Instructions for the task: Copy out exactly the lines that begin with the one containing "For each instance of the tree" and continue until the last line of the material.
=== Data for review ===
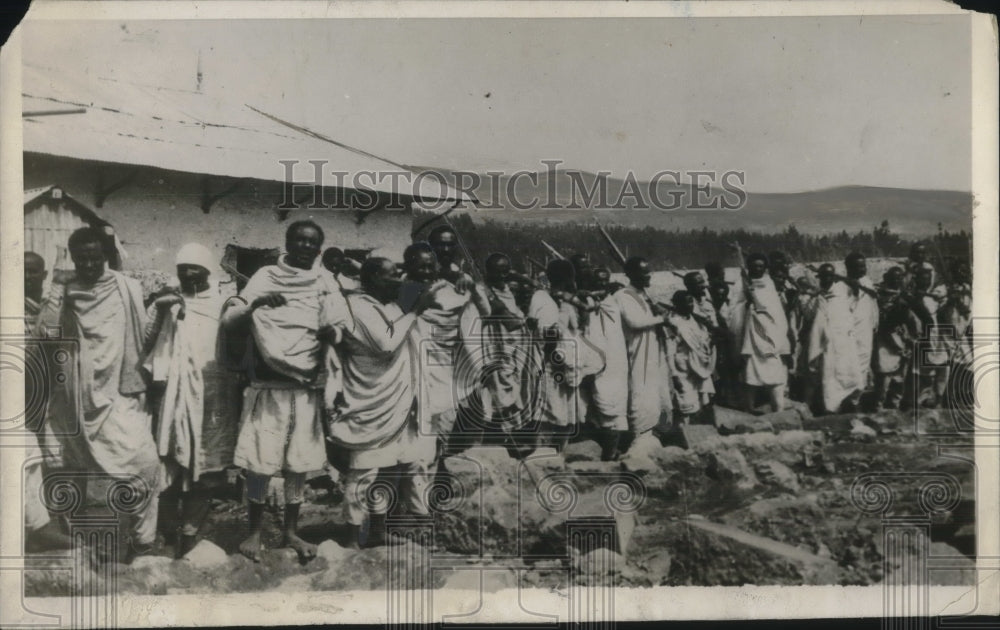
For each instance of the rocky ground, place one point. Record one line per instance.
(760, 500)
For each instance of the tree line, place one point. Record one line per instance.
(688, 249)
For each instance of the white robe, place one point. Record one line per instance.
(864, 309)
(281, 425)
(101, 421)
(560, 376)
(493, 358)
(377, 424)
(764, 333)
(198, 418)
(609, 400)
(436, 343)
(832, 340)
(693, 364)
(649, 400)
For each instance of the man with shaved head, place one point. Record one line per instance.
===
Exercise solution:
For each instance of the tree line, place one point. Record one line per instance.
(688, 249)
For each instance of the white robe, place one point. Record one line per instance.
(864, 309)
(281, 425)
(101, 421)
(560, 376)
(493, 358)
(377, 424)
(764, 333)
(198, 418)
(609, 400)
(436, 343)
(832, 340)
(693, 364)
(649, 400)
For each instance of the man with shaved head, place one point. Record one line per instance.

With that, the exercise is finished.